**Materiale fornito**.
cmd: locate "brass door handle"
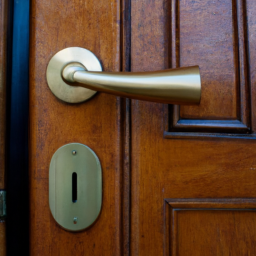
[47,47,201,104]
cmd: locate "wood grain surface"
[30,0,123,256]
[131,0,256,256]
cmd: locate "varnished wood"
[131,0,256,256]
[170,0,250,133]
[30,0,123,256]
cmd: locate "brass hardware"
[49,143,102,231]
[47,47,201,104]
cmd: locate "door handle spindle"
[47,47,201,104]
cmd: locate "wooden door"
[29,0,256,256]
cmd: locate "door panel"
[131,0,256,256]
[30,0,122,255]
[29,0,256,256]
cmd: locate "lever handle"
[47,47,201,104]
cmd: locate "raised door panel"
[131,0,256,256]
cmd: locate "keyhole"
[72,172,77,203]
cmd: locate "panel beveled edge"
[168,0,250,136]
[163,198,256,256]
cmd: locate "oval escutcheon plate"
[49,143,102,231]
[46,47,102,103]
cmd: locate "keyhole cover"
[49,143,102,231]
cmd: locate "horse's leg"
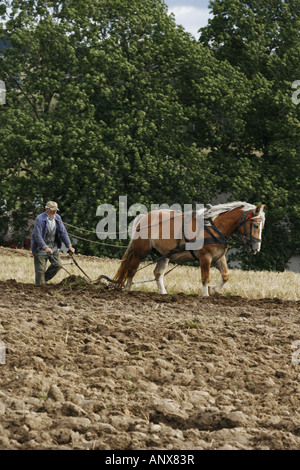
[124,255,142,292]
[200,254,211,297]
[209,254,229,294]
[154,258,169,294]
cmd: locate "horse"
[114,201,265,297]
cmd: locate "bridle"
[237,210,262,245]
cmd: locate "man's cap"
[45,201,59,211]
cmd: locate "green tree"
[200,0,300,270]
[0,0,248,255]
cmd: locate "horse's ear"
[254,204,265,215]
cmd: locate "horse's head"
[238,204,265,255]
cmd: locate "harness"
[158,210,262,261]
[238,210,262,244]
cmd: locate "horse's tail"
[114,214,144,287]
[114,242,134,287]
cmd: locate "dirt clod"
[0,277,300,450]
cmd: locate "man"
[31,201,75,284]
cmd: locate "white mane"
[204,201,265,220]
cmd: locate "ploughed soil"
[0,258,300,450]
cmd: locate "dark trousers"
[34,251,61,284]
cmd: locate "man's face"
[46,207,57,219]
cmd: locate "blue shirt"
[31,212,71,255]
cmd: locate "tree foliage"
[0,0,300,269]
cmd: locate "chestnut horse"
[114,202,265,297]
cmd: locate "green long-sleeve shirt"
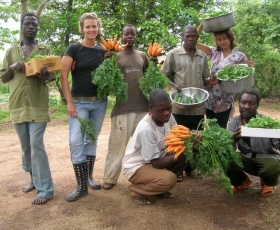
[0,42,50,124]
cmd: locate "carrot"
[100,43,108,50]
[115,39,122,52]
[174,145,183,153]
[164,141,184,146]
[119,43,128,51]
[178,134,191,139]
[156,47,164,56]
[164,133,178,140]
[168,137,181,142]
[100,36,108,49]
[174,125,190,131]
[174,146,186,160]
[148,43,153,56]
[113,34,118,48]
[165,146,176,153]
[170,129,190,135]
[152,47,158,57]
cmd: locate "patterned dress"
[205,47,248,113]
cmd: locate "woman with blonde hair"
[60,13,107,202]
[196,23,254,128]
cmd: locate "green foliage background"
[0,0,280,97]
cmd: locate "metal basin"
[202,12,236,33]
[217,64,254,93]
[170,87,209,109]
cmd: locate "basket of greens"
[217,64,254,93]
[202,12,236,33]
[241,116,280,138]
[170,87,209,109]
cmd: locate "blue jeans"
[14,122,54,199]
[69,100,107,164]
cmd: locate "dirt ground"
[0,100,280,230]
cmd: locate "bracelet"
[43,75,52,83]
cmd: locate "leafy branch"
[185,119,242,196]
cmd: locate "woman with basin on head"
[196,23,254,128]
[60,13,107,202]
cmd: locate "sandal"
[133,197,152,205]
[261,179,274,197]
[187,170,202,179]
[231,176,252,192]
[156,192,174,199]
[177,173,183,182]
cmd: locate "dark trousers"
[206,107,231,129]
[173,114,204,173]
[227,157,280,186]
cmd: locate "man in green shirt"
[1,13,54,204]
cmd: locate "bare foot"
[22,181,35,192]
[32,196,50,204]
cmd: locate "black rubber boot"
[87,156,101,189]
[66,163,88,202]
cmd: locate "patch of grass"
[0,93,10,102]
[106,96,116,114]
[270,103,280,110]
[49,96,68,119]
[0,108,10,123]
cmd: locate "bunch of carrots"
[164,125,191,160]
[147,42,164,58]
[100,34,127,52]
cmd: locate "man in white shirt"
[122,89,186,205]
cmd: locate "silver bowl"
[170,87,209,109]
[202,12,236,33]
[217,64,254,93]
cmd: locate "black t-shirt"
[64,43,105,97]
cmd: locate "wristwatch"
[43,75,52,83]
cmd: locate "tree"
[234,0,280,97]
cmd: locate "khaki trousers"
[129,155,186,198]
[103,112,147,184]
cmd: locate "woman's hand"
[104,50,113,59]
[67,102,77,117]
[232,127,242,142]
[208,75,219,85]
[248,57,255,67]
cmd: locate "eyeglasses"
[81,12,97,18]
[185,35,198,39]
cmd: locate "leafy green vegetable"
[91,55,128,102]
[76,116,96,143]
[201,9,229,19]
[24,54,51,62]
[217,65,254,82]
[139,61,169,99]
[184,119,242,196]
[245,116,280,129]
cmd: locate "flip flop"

**Consegna**.
Riscrivi tutti i record qui sopra come tabella Markdown con le colonne "Posizione" e "Testo", mettendo il numero progressivo di ogni riga nella prima colonna e omettendo le righe vuote. Lascia fuori dalla risposta le immagini.

**Soluzione**.
| Posizione | Testo |
|---|---|
| 1 | cmd: locate "brass door handle" |
| 2 | [47,47,201,104] |
| 3 | cmd: locate "wood grain surface" |
| 4 | [30,0,123,256] |
| 5 | [131,0,256,256] |
| 6 | cmd: locate "varnished wood" |
| 7 | [131,0,256,256] |
| 8 | [170,0,250,133] |
| 9 | [30,0,123,256] |
| 10 | cmd: locate "brass hardware" |
| 11 | [49,143,102,231] |
| 12 | [47,47,201,104] |
| 13 | cmd: locate "door handle spindle" |
| 14 | [47,47,201,104] |
| 15 | cmd: locate "wooden door" |
| 16 | [29,0,256,256] |
| 17 | cmd: locate "door panel" |
| 18 | [131,0,256,256] |
| 19 | [30,0,122,255] |
| 20 | [29,0,256,256] |
| 21 | cmd: locate "lever handle" |
| 22 | [47,47,201,104] |
| 23 | cmd: locate "raised door panel" |
| 24 | [131,0,256,256] |
| 25 | cmd: locate "keyhole" |
| 26 | [72,172,77,203] |
| 27 | cmd: locate "panel beveled edge" |
| 28 | [168,0,250,136] |
| 29 | [163,198,256,256] |
| 30 | cmd: locate "oval escutcheon plate" |
| 31 | [49,143,102,231] |
| 32 | [46,47,102,103] |
| 33 | cmd: locate "keyhole cover" |
| 34 | [49,143,102,231] |
| 35 | cmd: locate "horse's leg" |
| 36 | [124,255,142,292] |
| 37 | [200,254,211,297] |
| 38 | [209,254,229,294] |
| 39 | [154,258,169,294] |
| 40 | cmd: locate "horse" |
| 41 | [114,201,265,297] |
| 42 | cmd: locate "bridle" |
| 43 | [237,210,262,245] |
| 44 | cmd: locate "man's cap" |
| 45 | [45,201,59,211] |
| 46 | cmd: locate "green tree" |
| 47 | [200,0,300,270] |
| 48 | [0,0,248,255] |
| 49 | cmd: locate "horse's ear" |
| 50 | [254,204,265,215] |
| 51 | cmd: locate "horse's head" |
| 52 | [238,204,265,255] |
| 53 | cmd: locate "harness" |
| 54 | [158,210,262,261] |
| 55 | [238,210,262,244] |
| 56 | cmd: locate "horse's tail" |
| 57 | [114,214,144,287] |
| 58 | [114,242,134,287] |
| 59 | cmd: locate "dirt clod" |
| 60 | [0,277,300,450] |
| 61 | cmd: locate "man" |
| 62 | [31,201,75,284] |
| 63 | cmd: locate "white mane" |
| 64 | [204,201,265,220] |
| 65 | cmd: locate "ploughed soil" |
| 66 | [0,258,300,450] |
| 67 | cmd: locate "dark trousers" |
| 68 | [34,251,61,284] |
| 69 | cmd: locate "man's face" |
| 70 | [46,207,57,219] |
| 71 | cmd: locate "blue shirt" |
| 72 | [31,212,71,255] |
| 73 | cmd: locate "tree foliage" |
| 74 | [0,0,300,269] |
| 75 | cmd: locate "chestnut horse" |
| 76 | [114,202,265,297] |
| 77 | cmd: locate "green long-sleeve shirt" |
| 78 | [0,42,50,124] |
| 79 | cmd: locate "carrot" |
| 80 | [100,43,108,50] |
| 81 | [115,39,122,52] |
| 82 | [174,145,183,153] |
| 83 | [164,141,184,146] |
| 84 | [119,43,128,51] |
| 85 | [178,134,191,139] |
| 86 | [156,47,164,56] |
| 87 | [164,133,178,140] |
| 88 | [168,137,181,142] |
| 89 | [100,36,108,49] |
| 90 | [174,125,190,131] |
| 91 | [174,146,186,160] |
| 92 | [148,43,153,56] |
| 93 | [113,34,118,48] |
| 94 | [165,146,176,153] |
| 95 | [170,129,190,135] |
| 96 | [152,47,158,57] |
| 97 | cmd: locate "patterned dress" |
| 98 | [205,47,248,113] |
| 99 | cmd: locate "woman with blonde hair" |
| 100 | [60,13,107,202] |
| 101 | [196,23,254,128] |
| 102 | cmd: locate "green foliage background" |
| 103 | [0,0,280,97] |
| 104 | cmd: locate "metal basin" |
| 105 | [202,12,236,33] |
| 106 | [217,64,254,93] |
| 107 | [170,87,209,109] |
| 108 | cmd: locate "basket of greens" |
| 109 | [217,64,254,93] |
| 110 | [202,12,236,33] |
| 111 | [241,116,280,138] |
| 112 | [170,87,209,109] |
| 113 | cmd: locate "blue jeans" |
| 114 | [14,122,54,199] |
| 115 | [69,100,107,164] |
| 116 | cmd: locate "dirt ground" |
| 117 | [0,100,280,230] |
| 118 | cmd: locate "bracelet" |
| 119 | [43,75,52,83] |
| 120 | cmd: locate "leafy branch" |
| 121 | [185,119,242,196] |
| 122 | cmd: locate "woman with basin on head" |
| 123 | [196,23,254,128] |
| 124 | [60,13,107,202] |
| 125 | cmd: locate "sandal" |
| 126 | [133,197,152,205] |
| 127 | [261,179,274,197] |
| 128 | [187,170,202,179] |
| 129 | [231,176,252,192] |
| 130 | [156,192,174,199] |
| 131 | [177,173,183,182] |
| 132 | cmd: locate "dark trousers" |
| 133 | [206,107,231,129] |
| 134 | [173,114,204,173] |
| 135 | [227,157,280,186] |
| 136 | cmd: locate "man in green shirt" |
| 137 | [1,13,54,204] |
| 138 | cmd: locate "bare foot" |
| 139 | [22,181,35,192] |
| 140 | [32,196,50,204] |
| 141 | cmd: locate "black rubber boot" |
| 142 | [87,156,101,189] |
| 143 | [66,163,88,202] |
| 144 | cmd: locate "patch of grass" |
| 145 | [0,93,10,102] |
| 146 | [106,96,116,114] |
| 147 | [270,103,280,110] |
| 148 | [49,96,68,119] |
| 149 | [0,108,10,123] |
| 150 | cmd: locate "bunch of carrots" |
| 151 | [164,125,191,160] |
| 152 | [147,42,164,58] |
| 153 | [100,34,127,52] |
| 154 | cmd: locate "man in white shirt" |
| 155 | [122,89,186,205] |
| 156 | cmd: locate "silver bowl" |
| 157 | [170,87,209,109] |
| 158 | [202,12,236,33] |
| 159 | [217,64,254,93] |
| 160 | cmd: locate "black t-shirt" |
| 161 | [64,43,105,97] |
| 162 | cmd: locate "wristwatch" |
| 163 | [43,75,52,83] |
| 164 | cmd: locate "tree" |
| 165 | [234,0,280,97] |
| 166 | cmd: locate "khaki trousers" |
| 167 | [129,155,186,198] |
| 168 | [103,112,147,184] |
| 169 | cmd: locate "woman's hand" |
| 170 | [104,50,113,59] |
| 171 | [67,102,77,117] |
| 172 | [232,127,242,142] |
| 173 | [208,75,219,85] |
| 174 | [248,57,255,67] |
| 175 | cmd: locate "eyeglasses" |
| 176 | [81,12,97,18] |
| 177 | [185,35,198,39] |
| 178 | cmd: locate "leafy green vegetable" |
| 179 | [91,55,128,102] |
| 180 | [76,116,96,143] |
| 181 | [201,9,229,19] |
| 182 | [24,54,51,62] |
| 183 | [217,65,254,82] |
| 184 | [139,61,169,99] |
| 185 | [184,119,242,196] |
| 186 | [245,116,280,129] |
| 187 | cmd: locate "flip flop" |